§ Directive
Rewrite the listing below, swapping each "drop" for "place" and keeping all other text unchanged.

[Records from a data source]
▽
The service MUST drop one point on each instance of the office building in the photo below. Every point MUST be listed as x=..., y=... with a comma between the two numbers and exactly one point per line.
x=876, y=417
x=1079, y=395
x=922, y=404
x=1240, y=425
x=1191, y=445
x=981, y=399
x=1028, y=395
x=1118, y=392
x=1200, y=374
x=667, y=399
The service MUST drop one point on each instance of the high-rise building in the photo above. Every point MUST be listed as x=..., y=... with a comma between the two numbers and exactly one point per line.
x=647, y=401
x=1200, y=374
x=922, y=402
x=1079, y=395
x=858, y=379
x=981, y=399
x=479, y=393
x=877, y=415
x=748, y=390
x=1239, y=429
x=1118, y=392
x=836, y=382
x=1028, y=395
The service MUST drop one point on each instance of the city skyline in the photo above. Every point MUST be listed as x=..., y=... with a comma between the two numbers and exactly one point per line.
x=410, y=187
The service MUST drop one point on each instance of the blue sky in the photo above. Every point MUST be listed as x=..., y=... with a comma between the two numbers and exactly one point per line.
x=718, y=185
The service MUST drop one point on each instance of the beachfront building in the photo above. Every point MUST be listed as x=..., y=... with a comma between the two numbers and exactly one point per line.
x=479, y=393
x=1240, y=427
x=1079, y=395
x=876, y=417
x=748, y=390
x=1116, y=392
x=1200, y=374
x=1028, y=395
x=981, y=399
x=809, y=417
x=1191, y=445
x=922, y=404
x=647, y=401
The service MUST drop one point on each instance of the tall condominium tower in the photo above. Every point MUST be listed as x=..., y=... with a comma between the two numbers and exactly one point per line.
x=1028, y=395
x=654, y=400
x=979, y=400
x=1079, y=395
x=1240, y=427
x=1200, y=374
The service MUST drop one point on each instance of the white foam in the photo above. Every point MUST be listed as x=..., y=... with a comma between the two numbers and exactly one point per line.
△
§ Answer below
The service MUST place one point on each instance of the office building in the photo below. Every point MUST be listed as x=..., y=... with a comma between the two numbers and exactly one point per line.
x=876, y=417
x=1079, y=395
x=922, y=404
x=1240, y=425
x=1191, y=445
x=981, y=399
x=1028, y=395
x=1118, y=392
x=1200, y=374
x=667, y=399
The service MUST place one point on each instance of the high-rise building in the photo above. Every point MUST be listed as x=..., y=... with a comma between the two numbers and exactly one point per line.
x=647, y=401
x=1200, y=374
x=922, y=402
x=1079, y=395
x=858, y=379
x=981, y=399
x=479, y=393
x=877, y=415
x=748, y=390
x=1239, y=429
x=1118, y=392
x=836, y=382
x=1028, y=395
The service MUST place one point on each instance of the city skyline in the photo above. Every point MUST be listed as x=..., y=... with a comma between the two numbers and exactly one point per line.
x=410, y=187
The service MUST place one point on each instance of the blue sky in the photo above. Every point MUST be listed as x=..., y=... with a comma between the two numbers and exactly one point per line.
x=718, y=185
The service MUST place one point on each instance of the beachfront building in the photo above. Every point MUST be listed as x=..., y=... with a comma between the two numbers and exactly one point per line.
x=479, y=393
x=1240, y=427
x=1079, y=395
x=876, y=417
x=748, y=390
x=1116, y=392
x=1200, y=374
x=1028, y=395
x=981, y=399
x=809, y=417
x=1191, y=445
x=922, y=404
x=647, y=401
The service MUST place one point on each instance of the tall condominium tower in the photo above. Every point MUST be listed as x=..., y=... with a comma between the two numbers and exactly one point per line.
x=1028, y=395
x=654, y=400
x=979, y=400
x=1079, y=395
x=1240, y=427
x=1200, y=374
The service MUST place one point on each instance of the white foam in the photo above. Every point MUST be listed as x=..., y=... with a comma between the two numbers and exactly one point per line.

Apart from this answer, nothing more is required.